- [Explore the material]:
- 1) Revise the reflection on Amos starting with "The king, priests" and going on through "Lord in gratitude?", putting "Samaria" in place of "Bethel".
- 2) Decide whether each statement agrees with the reflection on Amos. Answer yes or no, and quote the words from the reflection that settle it. (a) The people expelled Amos from the area. (b) The day of Yahweh would be a day of light. (c) The bishops dispensed people from attending Mass because of Covid.
- 3) Carry on the reflection on Amos from its final question.

- [Selected excerpt]:
*-*-*

Amos was sent by God to preach the truth about how far the king and people had drifted away from God. Amos proclaimed that God was the one who would set the people straight. The day of Yahweh would be a day of darkness and not light. Even though the royal house would fall along with the false sanctuary, and the people would be led to captivity, God would send a savior. This was too much for the people, and they expelled Amos from the area. Amos knew that divine punishment is never completely destructive; it is part of the hidden plan of God to bring salvation to all creation.

The king, priests and people wanted the convenience of worshipping in Bethel rather than traveling all the way to Jerusalem. Today we can identify with this ideal since the bishops have dispensed people from attending Mass due to Covid. The global pandemic has brought many challenges; now we are faced with the challenge of returning to a closer, increased presence in our worship of the Lord. Am I listening to the Lord, or to what is convenient? Am I loving? Am I worshipping the Lord in gratitude?

*-*-*

- [Data provided]:

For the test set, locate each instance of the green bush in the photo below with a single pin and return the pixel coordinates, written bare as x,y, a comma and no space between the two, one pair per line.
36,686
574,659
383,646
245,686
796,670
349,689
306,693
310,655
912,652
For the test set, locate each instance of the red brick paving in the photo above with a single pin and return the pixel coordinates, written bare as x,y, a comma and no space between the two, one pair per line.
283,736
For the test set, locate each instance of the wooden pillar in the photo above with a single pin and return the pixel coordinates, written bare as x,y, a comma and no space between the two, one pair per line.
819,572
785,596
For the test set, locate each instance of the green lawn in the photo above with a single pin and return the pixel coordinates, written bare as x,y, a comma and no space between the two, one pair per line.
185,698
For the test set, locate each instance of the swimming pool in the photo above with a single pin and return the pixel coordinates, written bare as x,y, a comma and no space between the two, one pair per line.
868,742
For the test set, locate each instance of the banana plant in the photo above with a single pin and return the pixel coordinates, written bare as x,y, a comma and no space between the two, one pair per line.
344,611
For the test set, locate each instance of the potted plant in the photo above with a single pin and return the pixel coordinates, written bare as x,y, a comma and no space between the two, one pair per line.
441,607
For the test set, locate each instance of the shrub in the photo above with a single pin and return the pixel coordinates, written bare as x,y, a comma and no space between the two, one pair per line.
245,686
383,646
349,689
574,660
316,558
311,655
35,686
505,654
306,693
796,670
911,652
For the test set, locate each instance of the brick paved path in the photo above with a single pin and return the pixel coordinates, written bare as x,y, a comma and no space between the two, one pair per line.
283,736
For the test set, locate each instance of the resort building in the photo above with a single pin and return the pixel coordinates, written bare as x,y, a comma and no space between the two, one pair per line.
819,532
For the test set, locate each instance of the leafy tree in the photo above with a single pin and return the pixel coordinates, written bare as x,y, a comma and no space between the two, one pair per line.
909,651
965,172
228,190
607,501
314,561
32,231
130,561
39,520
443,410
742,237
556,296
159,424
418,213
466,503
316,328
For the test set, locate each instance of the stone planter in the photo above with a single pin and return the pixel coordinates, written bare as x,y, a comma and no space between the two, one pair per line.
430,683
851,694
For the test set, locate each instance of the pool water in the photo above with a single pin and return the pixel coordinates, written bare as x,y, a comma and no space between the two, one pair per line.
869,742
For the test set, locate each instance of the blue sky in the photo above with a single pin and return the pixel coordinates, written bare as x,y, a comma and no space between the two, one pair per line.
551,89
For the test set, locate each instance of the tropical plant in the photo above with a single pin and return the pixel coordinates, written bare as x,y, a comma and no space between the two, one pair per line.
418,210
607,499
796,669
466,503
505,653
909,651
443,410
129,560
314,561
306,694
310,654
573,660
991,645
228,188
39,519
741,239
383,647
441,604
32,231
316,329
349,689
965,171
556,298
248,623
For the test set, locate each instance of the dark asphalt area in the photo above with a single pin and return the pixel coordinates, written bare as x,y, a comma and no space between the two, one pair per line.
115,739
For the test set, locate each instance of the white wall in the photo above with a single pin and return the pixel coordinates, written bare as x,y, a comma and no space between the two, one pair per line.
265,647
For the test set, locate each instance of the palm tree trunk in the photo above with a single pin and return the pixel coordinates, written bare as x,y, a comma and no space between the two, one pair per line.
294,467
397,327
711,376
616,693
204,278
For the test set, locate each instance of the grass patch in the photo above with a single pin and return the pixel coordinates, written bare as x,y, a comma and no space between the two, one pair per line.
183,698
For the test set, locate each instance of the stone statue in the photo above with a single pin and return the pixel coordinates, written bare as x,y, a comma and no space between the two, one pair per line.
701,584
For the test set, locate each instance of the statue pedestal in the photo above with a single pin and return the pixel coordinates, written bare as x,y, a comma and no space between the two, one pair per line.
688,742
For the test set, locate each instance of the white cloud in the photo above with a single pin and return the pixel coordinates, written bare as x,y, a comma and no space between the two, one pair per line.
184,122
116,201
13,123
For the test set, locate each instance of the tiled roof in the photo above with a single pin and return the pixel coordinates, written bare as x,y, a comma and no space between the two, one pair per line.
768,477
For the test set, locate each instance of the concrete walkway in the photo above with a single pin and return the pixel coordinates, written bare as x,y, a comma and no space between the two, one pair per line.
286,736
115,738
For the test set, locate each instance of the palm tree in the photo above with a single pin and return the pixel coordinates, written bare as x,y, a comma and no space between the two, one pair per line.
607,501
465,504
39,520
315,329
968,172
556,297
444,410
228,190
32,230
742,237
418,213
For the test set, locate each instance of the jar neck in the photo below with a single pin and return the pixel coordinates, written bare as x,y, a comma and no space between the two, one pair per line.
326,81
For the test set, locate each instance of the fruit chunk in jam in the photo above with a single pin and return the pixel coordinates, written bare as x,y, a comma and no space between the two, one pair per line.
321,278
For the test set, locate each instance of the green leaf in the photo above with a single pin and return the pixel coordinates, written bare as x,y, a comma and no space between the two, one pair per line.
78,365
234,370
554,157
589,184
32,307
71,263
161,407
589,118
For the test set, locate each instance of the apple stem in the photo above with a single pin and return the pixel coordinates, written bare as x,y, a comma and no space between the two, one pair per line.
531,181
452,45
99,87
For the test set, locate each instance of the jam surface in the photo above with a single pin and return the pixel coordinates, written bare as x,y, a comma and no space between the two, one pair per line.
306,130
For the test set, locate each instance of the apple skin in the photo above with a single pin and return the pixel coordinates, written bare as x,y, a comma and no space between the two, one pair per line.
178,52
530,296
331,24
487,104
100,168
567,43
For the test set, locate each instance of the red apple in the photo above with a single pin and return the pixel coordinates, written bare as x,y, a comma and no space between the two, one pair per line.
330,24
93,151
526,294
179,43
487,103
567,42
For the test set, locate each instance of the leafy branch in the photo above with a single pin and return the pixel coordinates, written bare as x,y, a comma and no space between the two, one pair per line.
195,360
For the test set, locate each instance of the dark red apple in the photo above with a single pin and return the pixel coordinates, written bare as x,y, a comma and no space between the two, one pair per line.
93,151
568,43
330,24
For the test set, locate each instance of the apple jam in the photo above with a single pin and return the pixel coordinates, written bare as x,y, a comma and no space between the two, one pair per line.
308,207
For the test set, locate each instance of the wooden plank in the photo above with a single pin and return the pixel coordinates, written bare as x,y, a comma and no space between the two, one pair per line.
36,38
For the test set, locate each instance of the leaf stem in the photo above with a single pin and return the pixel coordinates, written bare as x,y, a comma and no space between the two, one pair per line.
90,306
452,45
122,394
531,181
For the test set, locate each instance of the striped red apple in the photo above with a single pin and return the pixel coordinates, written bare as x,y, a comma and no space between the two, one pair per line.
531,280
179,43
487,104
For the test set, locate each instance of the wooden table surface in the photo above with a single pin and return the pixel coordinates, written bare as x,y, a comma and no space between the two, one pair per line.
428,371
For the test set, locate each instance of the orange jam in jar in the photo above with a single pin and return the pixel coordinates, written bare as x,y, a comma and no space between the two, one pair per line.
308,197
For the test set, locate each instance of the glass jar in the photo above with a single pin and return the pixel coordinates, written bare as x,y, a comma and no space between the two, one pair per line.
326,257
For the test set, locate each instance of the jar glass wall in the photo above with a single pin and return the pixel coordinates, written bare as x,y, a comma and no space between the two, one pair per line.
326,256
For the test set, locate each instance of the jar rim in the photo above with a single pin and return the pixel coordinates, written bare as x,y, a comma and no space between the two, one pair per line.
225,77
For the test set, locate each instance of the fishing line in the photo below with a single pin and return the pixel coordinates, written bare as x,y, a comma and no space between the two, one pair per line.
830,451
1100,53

*-*-*

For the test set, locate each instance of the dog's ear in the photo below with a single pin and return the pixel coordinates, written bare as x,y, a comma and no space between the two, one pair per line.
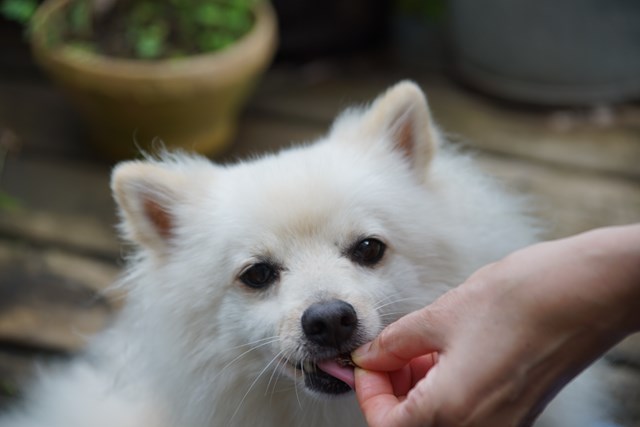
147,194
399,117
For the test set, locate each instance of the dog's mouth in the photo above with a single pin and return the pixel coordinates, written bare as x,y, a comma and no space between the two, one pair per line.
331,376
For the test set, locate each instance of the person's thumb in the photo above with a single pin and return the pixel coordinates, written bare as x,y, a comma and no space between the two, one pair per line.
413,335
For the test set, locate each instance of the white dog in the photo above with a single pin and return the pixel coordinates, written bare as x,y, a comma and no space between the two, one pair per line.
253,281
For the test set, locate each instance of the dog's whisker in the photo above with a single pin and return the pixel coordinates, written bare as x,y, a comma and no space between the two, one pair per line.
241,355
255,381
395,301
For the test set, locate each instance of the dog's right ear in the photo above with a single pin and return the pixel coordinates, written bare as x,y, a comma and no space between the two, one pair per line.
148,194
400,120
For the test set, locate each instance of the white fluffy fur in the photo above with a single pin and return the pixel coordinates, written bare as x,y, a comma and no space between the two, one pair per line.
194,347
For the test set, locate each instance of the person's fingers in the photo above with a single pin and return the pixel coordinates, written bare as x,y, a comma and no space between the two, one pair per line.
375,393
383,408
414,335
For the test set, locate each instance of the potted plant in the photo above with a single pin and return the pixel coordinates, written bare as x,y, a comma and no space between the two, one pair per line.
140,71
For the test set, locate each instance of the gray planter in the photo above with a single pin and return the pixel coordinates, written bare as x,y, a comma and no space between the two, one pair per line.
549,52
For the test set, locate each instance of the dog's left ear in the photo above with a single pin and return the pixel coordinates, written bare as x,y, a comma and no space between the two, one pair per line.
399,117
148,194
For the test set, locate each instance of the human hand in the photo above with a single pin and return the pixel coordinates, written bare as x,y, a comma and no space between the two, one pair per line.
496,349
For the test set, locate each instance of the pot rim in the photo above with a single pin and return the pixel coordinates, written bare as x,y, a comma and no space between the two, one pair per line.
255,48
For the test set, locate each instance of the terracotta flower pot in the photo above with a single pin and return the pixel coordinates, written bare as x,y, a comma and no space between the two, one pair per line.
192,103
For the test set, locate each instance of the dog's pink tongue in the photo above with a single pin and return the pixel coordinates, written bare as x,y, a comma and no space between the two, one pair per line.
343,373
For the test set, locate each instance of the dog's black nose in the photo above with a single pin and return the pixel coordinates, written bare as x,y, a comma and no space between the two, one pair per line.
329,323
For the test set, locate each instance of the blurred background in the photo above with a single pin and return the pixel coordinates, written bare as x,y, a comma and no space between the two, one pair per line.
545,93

*-*-*

- [Outputs for the tasks]:
- 1)
The king, priests and people wanted the convenience of worshipping in Samaria rather than traveling all the way to Jerusalem. Today we can identify with this ideal since the bishops have dispensed people from attending Mass due to Covid. The global pandemic has brought many challenges; now we are faced with the challenge of returning to a closer, increased presence in our worship of the Lord. Am I listening to the Lord, or to what is convenient? Am I loving? Am I worshipping the Lord in gratitude?

- 2)
(a) Yes: "they expelled Amos from the area."
(b) No: "The day of Yahweh would be a day of darkness and not light."
(c) Yes: "the bishops have dispensed people from attending Mass due to Covid."

- 3)
Paul brings us into focus with God’s divine plan which the Church was formed to announce. He uses the language of being chosen and called to be holy and without blemish. God has redeemed us in Christ and forgiven us because God’s grace leads us to Him. This is for a larger purpose: to bring all people to the knowledge of God’s love, to live this love and to be forever in heaven with God, who is love. So the Church is not just a collection of people but a people called by God for a purpose: to live, love and bring God’s plan that all be in heaven.

Our “job” is no different than the “job” Jesus gives the 12 apostles in today’s gospel: Jesus sends them out with authority to do mighty deeds. They are taking almost nothing with them, which means they have to trust in the protective care of God. This means that they are not seeking power, possession, pleasure or prestige from their work because this is God’s plan:  to bring all people to God, God’s love and God’s home for all, heaven.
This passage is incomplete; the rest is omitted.